**WHAT TO DO**
Find out how many lines in the records have the string "inside" in them, and state only that number.
EXTRACTED INFORMATION START
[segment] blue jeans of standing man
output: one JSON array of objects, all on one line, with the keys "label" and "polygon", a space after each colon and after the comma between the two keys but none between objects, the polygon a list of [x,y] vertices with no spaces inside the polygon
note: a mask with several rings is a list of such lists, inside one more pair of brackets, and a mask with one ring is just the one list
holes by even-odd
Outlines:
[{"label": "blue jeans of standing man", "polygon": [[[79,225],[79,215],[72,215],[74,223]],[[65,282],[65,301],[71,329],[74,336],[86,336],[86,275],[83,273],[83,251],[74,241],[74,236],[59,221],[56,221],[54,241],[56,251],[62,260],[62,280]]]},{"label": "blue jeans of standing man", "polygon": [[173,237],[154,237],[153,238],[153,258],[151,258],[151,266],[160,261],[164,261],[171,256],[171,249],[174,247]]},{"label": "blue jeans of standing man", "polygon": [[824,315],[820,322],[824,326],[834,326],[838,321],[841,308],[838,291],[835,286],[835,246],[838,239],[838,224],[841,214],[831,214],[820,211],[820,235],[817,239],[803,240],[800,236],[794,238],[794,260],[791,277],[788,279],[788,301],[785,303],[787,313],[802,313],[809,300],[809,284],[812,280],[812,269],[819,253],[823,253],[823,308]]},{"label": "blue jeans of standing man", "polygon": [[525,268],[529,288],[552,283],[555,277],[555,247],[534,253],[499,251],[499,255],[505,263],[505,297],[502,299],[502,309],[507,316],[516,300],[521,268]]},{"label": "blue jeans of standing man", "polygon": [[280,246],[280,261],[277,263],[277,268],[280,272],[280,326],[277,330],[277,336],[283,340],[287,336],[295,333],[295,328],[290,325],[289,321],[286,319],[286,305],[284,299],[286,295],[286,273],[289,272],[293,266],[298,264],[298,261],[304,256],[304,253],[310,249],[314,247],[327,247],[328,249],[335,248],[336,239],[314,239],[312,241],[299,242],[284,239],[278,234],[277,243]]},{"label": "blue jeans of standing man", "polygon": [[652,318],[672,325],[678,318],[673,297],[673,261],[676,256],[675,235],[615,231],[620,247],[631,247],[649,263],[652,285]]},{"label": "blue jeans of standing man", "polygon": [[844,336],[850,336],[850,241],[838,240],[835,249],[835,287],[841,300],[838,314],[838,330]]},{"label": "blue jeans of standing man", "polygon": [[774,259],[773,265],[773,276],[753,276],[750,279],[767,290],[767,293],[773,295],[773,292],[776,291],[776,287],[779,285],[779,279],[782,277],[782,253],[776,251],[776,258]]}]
EXTRACTED INFORMATION END
**RESULT OF THE TASK**
2